[Coordinate annotation entries]
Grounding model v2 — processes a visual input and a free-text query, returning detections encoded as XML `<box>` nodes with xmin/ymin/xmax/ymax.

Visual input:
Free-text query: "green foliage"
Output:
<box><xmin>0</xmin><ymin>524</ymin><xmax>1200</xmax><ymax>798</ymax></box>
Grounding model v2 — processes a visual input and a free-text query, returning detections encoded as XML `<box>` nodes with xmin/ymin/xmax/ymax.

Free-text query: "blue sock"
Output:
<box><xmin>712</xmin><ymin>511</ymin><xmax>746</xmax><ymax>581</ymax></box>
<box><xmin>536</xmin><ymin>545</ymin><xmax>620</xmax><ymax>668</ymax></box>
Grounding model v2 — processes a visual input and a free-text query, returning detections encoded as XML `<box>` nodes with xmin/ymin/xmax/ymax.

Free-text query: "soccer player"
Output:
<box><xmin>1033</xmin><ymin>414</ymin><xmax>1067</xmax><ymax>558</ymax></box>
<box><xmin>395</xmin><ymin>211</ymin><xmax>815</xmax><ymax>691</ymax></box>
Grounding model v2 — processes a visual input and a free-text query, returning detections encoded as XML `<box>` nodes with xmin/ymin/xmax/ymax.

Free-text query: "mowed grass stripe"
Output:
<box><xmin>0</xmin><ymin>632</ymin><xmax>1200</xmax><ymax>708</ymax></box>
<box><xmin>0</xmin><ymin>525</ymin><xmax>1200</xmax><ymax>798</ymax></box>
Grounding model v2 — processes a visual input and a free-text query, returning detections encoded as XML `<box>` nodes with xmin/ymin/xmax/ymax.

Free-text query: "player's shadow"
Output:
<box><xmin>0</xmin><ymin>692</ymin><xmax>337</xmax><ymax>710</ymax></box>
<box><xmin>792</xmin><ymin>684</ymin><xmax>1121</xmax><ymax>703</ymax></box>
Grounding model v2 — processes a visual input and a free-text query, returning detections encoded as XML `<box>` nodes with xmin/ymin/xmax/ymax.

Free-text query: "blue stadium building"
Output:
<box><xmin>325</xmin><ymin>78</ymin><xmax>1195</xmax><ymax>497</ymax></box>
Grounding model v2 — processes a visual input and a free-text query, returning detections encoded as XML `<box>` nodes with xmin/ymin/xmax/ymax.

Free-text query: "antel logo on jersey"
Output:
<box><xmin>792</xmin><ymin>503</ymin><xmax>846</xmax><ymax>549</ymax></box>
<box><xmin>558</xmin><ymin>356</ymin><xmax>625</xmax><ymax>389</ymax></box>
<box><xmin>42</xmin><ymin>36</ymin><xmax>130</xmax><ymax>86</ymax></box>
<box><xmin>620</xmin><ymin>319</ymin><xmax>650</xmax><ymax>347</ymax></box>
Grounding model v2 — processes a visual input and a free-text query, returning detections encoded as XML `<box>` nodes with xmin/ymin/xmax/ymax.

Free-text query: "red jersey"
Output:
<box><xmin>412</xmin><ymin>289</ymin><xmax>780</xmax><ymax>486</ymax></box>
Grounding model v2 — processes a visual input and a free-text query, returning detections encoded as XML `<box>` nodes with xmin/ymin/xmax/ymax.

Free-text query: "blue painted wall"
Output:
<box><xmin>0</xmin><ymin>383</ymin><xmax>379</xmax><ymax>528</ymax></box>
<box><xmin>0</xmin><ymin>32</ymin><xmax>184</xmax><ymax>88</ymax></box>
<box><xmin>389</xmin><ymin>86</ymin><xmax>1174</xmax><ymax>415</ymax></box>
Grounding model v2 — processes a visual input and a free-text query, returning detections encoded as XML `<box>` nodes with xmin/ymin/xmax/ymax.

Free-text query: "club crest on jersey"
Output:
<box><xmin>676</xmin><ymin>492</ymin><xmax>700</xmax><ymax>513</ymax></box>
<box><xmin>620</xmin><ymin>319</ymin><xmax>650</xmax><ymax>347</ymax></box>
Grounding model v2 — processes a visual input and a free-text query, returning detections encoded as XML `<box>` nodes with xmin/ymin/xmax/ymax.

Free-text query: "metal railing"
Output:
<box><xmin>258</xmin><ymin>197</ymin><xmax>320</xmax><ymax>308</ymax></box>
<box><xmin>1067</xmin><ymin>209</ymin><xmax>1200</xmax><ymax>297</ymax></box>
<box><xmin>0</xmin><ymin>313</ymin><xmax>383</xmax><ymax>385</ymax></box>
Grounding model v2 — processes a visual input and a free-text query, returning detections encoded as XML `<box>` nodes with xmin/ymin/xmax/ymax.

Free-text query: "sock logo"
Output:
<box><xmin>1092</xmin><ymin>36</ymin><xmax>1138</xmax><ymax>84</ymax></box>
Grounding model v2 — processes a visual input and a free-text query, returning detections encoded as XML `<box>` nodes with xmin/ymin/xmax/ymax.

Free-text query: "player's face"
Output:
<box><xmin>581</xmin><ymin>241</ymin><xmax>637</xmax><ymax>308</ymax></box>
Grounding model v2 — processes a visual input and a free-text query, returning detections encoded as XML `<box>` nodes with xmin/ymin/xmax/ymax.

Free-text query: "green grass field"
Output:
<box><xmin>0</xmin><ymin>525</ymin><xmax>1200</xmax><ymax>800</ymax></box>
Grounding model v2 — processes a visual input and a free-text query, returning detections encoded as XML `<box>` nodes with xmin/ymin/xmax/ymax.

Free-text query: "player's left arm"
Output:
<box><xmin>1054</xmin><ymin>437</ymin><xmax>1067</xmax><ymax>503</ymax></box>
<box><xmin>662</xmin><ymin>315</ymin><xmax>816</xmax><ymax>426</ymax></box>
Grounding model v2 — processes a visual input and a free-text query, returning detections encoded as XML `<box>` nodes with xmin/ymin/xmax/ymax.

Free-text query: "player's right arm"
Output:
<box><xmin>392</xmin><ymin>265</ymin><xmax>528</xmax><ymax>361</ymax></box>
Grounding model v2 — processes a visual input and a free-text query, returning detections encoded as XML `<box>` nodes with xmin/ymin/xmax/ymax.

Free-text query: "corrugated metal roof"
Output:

WHAT TO PRODUCE: Print the records above in full, exactly.

COMPLETE RESPONSE:
Grounding model v2 — processes a visual input and a free-text query, returning detections encoded as XML `<box>` nodes with xmin/ymin/xmax/ymax.

Visual input:
Free-text query: "green foliage"
Output:
<box><xmin>0</xmin><ymin>524</ymin><xmax>1200</xmax><ymax>798</ymax></box>
Grounding model v2 — processes a visual input and a free-text query, returning detections encoded as XML `<box>` nodes with xmin/ymin/xmax/ymax.

Free-text query: "blue sock"
Output:
<box><xmin>712</xmin><ymin>511</ymin><xmax>746</xmax><ymax>581</ymax></box>
<box><xmin>536</xmin><ymin>545</ymin><xmax>620</xmax><ymax>668</ymax></box>
Grounding model v2 — processes a visual input and a free-text query, returning detections encoded as XML `<box>` nodes with xmin/ymin/xmax/ymax.

Free-text query: "soccer player"
Output:
<box><xmin>1033</xmin><ymin>414</ymin><xmax>1067</xmax><ymax>558</ymax></box>
<box><xmin>395</xmin><ymin>211</ymin><xmax>815</xmax><ymax>691</ymax></box>
Grounding model v2 — processes a visual input and a free-text query, returning detections encoded as XML `<box>` nodes with xmin/ymin/xmax/ymax.

Free-text query: "mowed grass stripe"
Output:
<box><xmin>0</xmin><ymin>632</ymin><xmax>1200</xmax><ymax>708</ymax></box>
<box><xmin>0</xmin><ymin>525</ymin><xmax>1200</xmax><ymax>798</ymax></box>
Grounding model v2 — processes a visual input and a free-text query, returning detections encoded as XML `<box>` nodes with xmin/ymin/xmax/ymax.

Free-text query: "player's shadow"
Output:
<box><xmin>0</xmin><ymin>692</ymin><xmax>337</xmax><ymax>710</ymax></box>
<box><xmin>792</xmin><ymin>684</ymin><xmax>1121</xmax><ymax>703</ymax></box>
Grounding model v2 — processes a visual input and a free-text query, returning detections encoded as XML `<box>` nodes with xmin/ymin/xmax/ymax.

Free-text query: "blue stadium building"
Output:
<box><xmin>325</xmin><ymin>78</ymin><xmax>1195</xmax><ymax>497</ymax></box>
Grounding model v2 — processes a visual input and a free-text query, returning detections encoded as XML `<box>` nodes with xmin/ymin/xmax/ymax.

Free-text query: "antel logo on jersey"
Output:
<box><xmin>792</xmin><ymin>503</ymin><xmax>846</xmax><ymax>549</ymax></box>
<box><xmin>558</xmin><ymin>356</ymin><xmax>625</xmax><ymax>389</ymax></box>
<box><xmin>42</xmin><ymin>36</ymin><xmax>130</xmax><ymax>86</ymax></box>
<box><xmin>620</xmin><ymin>319</ymin><xmax>650</xmax><ymax>347</ymax></box>
Grounding model v2 — processes a visual input and a free-text query, returning detections encoded as XML `<box>` nodes with xmin/ymin/xmax/ymax.

Free-text query: "red jersey"
Output:
<box><xmin>412</xmin><ymin>289</ymin><xmax>780</xmax><ymax>486</ymax></box>
Grounding model v2 — processes a visual input and a free-text query, returning detections encoded as XML `<box>` nodes with xmin/ymin/xmax/ymax.

Free-text query: "blue painted wall"
Output:
<box><xmin>0</xmin><ymin>383</ymin><xmax>379</xmax><ymax>528</ymax></box>
<box><xmin>0</xmin><ymin>32</ymin><xmax>184</xmax><ymax>88</ymax></box>
<box><xmin>389</xmin><ymin>86</ymin><xmax>1174</xmax><ymax>415</ymax></box>
Grounding model v2 — processes a visual input and a free-text query, returning detections encoded as XML `<box>` nodes with xmin/ymin/xmax/ymax.

Free-text query: "club crest on jersey"
Output:
<box><xmin>676</xmin><ymin>492</ymin><xmax>700</xmax><ymax>513</ymax></box>
<box><xmin>620</xmin><ymin>319</ymin><xmax>650</xmax><ymax>347</ymax></box>
Grounding model v2 — processes a visual input and a free-text query, returning detections encoded as XML `<box>` nodes with xmin/ymin/xmax/ymax.

Free-text query: "metal railing"
Output:
<box><xmin>258</xmin><ymin>197</ymin><xmax>320</xmax><ymax>308</ymax></box>
<box><xmin>1067</xmin><ymin>209</ymin><xmax>1200</xmax><ymax>297</ymax></box>
<box><xmin>0</xmin><ymin>313</ymin><xmax>383</xmax><ymax>385</ymax></box>
Grounding model v2 — processes a visual input and a free-text query, returning detections encoded as XML `<box>` nodes with xmin/ymin/xmax/ymax.

Free-text query: "sock logo"
Output:
<box><xmin>1092</xmin><ymin>36</ymin><xmax>1138</xmax><ymax>84</ymax></box>
Grounding model v2 — processes a visual input and a free-text query, returning detections encoded as XML `<box>` nodes with xmin/ymin/xmax/ymax.

Free-text query: "player's face"
Output:
<box><xmin>581</xmin><ymin>241</ymin><xmax>637</xmax><ymax>308</ymax></box>
Grounding model v2 — processes a visual input and a free-text query, returning detections encoded as XML `<box>` nodes with xmin/ymin/xmax/ymax.

Free-text query: "green grass field"
Output:
<box><xmin>0</xmin><ymin>525</ymin><xmax>1200</xmax><ymax>800</ymax></box>
Grounding model v2 — processes a visual input and a free-text query, returning detections encoded as XML `<box>` nodes with xmin/ymin/xmax/ymax.

Free-text query: "player's left arm"
Output:
<box><xmin>1054</xmin><ymin>437</ymin><xmax>1067</xmax><ymax>503</ymax></box>
<box><xmin>662</xmin><ymin>315</ymin><xmax>816</xmax><ymax>426</ymax></box>
Grounding model v2 — processes a visual input and a free-text query, returning detections encoded as XML `<box>` nodes with xmin/ymin/xmax/ymax.

Free-text query: "player's right arm"
Output:
<box><xmin>392</xmin><ymin>265</ymin><xmax>528</xmax><ymax>361</ymax></box>
Grounding model v2 — processes a visual input and a free-text query, returning detections encoded as XML `<box>` nodes with xmin/ymin/xmax/ymax.

Free-text query: "corrugated metal roof"
Output:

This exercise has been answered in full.